### What the exercise asks
Could you copy out the data below line for line, changing nothing?

### Exercise material
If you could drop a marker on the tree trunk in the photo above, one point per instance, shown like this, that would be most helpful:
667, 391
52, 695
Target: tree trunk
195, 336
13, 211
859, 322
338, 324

### Result
If you could drop a marker on the tree trunk in the photo above, one point per instance, shown like this, that would be most helpful:
667, 391
52, 695
Target: tree trunk
195, 336
13, 211
859, 322
338, 324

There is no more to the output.